## [Problem details]
Beginning at the line that includes "Exercise. Tag every instance of the stone" in the entries below, print each line exactly as it appears, through the last one.

Records drawn from a dataset:
———

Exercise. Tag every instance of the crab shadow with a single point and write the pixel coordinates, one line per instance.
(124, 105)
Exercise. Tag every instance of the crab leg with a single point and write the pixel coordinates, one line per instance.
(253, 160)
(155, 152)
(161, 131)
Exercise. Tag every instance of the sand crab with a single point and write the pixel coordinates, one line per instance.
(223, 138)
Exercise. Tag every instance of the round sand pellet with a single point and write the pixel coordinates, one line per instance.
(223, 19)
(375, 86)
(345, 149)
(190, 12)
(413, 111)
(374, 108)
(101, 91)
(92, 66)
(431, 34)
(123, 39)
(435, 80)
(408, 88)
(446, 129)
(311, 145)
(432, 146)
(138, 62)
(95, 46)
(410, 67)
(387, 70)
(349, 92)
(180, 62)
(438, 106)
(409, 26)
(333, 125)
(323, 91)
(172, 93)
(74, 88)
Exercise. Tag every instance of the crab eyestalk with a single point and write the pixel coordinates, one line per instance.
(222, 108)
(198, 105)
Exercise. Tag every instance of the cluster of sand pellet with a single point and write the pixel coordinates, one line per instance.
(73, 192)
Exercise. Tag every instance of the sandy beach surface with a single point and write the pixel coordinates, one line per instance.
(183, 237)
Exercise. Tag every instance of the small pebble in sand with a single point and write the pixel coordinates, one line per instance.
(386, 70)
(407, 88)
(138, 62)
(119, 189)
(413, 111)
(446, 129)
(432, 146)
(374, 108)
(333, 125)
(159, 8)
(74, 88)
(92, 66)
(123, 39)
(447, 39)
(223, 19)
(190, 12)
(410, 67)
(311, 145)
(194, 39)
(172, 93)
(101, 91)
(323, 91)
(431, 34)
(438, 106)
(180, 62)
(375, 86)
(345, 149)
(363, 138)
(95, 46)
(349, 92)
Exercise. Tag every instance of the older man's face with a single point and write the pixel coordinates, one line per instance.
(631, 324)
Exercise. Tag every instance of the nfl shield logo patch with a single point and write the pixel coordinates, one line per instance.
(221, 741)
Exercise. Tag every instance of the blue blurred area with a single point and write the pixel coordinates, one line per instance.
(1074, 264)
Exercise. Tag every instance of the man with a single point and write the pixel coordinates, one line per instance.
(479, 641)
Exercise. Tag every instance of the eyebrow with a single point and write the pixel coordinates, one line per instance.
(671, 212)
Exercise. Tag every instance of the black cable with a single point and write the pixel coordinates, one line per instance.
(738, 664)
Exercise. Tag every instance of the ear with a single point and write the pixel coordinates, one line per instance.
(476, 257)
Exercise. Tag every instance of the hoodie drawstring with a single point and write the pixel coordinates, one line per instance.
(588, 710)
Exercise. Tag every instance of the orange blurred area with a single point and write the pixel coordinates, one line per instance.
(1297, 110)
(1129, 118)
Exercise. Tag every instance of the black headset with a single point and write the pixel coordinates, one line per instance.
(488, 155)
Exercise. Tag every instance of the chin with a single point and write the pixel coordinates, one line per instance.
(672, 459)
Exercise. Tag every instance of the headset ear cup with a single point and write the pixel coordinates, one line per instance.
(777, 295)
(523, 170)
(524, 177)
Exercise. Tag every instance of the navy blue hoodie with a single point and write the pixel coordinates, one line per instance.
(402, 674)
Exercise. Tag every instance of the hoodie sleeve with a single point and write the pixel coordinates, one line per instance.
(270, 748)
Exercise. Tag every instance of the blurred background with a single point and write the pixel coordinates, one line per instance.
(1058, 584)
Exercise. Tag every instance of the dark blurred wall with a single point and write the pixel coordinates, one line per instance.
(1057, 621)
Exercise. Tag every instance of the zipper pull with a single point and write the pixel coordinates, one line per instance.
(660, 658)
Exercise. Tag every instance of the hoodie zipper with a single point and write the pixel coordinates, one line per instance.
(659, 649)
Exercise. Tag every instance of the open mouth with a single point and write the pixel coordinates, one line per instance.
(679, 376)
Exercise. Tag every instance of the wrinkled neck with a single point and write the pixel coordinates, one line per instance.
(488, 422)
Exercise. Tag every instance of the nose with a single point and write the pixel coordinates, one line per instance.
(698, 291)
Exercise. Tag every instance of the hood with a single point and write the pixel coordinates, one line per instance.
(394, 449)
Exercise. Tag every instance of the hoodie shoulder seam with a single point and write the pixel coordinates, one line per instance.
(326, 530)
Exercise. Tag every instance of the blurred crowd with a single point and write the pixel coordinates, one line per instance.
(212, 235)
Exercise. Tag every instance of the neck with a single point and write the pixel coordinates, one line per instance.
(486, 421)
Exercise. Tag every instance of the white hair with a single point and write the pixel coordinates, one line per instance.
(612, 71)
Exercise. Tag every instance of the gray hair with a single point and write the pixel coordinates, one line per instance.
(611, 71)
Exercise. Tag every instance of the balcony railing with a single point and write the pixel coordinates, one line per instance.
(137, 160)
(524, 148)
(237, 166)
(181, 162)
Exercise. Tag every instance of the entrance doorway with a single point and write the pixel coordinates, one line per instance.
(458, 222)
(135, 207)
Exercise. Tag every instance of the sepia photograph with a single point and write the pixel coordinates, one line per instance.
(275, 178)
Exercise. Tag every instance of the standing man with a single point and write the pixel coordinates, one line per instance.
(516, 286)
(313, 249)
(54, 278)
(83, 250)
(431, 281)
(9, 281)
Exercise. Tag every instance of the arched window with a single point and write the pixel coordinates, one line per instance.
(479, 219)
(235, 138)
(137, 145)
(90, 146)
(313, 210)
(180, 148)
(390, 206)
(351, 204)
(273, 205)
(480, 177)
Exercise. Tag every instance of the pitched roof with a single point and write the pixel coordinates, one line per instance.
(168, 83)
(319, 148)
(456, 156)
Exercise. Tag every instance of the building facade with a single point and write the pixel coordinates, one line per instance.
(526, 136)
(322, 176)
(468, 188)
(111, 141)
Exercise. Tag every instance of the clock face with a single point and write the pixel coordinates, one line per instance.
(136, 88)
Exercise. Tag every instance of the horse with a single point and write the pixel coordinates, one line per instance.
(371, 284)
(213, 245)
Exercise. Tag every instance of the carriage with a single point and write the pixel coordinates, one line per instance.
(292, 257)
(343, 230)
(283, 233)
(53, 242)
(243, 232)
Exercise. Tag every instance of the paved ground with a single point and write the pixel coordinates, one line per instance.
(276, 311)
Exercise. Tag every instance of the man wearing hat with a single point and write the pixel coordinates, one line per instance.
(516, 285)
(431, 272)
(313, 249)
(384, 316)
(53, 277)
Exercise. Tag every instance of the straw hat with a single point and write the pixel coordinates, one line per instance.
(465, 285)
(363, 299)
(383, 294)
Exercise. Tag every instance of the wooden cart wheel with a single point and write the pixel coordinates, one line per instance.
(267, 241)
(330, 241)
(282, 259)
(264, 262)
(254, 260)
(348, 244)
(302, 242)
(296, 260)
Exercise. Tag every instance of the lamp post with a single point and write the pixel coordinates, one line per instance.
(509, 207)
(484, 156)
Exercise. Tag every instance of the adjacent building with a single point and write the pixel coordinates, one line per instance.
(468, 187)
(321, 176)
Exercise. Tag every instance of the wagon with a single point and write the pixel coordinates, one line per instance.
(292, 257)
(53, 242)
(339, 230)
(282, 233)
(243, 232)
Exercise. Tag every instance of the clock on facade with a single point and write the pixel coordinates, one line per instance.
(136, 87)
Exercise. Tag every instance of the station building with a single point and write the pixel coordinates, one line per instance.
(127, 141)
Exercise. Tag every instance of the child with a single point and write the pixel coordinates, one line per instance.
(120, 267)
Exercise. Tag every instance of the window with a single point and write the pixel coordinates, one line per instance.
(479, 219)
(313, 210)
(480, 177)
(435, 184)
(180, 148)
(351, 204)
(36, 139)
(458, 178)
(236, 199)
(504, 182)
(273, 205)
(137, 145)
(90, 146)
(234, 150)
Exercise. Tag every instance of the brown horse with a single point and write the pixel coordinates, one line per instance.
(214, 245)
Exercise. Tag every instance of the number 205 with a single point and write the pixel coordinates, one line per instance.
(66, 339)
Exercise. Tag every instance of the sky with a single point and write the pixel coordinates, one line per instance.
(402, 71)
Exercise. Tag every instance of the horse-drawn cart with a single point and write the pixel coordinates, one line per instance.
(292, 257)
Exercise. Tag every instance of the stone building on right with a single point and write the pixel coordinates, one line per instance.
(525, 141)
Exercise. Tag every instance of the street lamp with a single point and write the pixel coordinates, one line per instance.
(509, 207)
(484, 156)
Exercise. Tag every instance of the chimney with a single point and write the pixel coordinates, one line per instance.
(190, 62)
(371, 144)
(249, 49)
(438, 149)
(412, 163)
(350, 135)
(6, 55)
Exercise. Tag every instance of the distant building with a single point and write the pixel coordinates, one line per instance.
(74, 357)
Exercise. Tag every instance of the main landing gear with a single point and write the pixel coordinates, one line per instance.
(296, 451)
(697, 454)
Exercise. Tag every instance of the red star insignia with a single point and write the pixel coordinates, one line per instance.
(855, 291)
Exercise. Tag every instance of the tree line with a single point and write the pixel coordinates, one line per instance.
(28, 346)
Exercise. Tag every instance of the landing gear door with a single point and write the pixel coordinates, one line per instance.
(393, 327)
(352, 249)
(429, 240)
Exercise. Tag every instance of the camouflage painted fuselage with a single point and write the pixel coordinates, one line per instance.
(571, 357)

———

## [Solution for this exercise]
Exercise. Tag every instance of the stone building on right with a single point and write the pixel coordinates, one line per instance.
(525, 141)
Exercise. Tag every instance of the street lamp with a single point and write the pixel coordinates, one line per instance.
(509, 207)
(484, 156)
Exercise. Tag every instance of the chimney with a single point and write the pixel coordinates, one line per instance.
(190, 62)
(371, 144)
(249, 49)
(438, 149)
(412, 163)
(350, 135)
(6, 55)
Exercise. Tag every instance of the distant building with a single point and write the pixel coordinates, one line per instance.
(74, 357)
Exercise. Tag every instance of the main landing gear with a single point and write the pixel coordinates, one line per instance.
(296, 451)
(697, 454)
Exercise. Tag every instance of the red star insignia with a single point and write the pixel coordinates, one line per instance.
(855, 291)
Exercise. Tag every instance of the tree line with a single point and write the pixel coordinates, one line per instance.
(28, 346)
Exercise. Tag every instance of the landing gear door with a single point and write the pixel coordinates, one line per instance.
(393, 327)
(352, 249)
(429, 240)
Exercise. Tag every instance of the camouflage painted fuselage with a single point and write the pixel coordinates, one line per instance.
(571, 357)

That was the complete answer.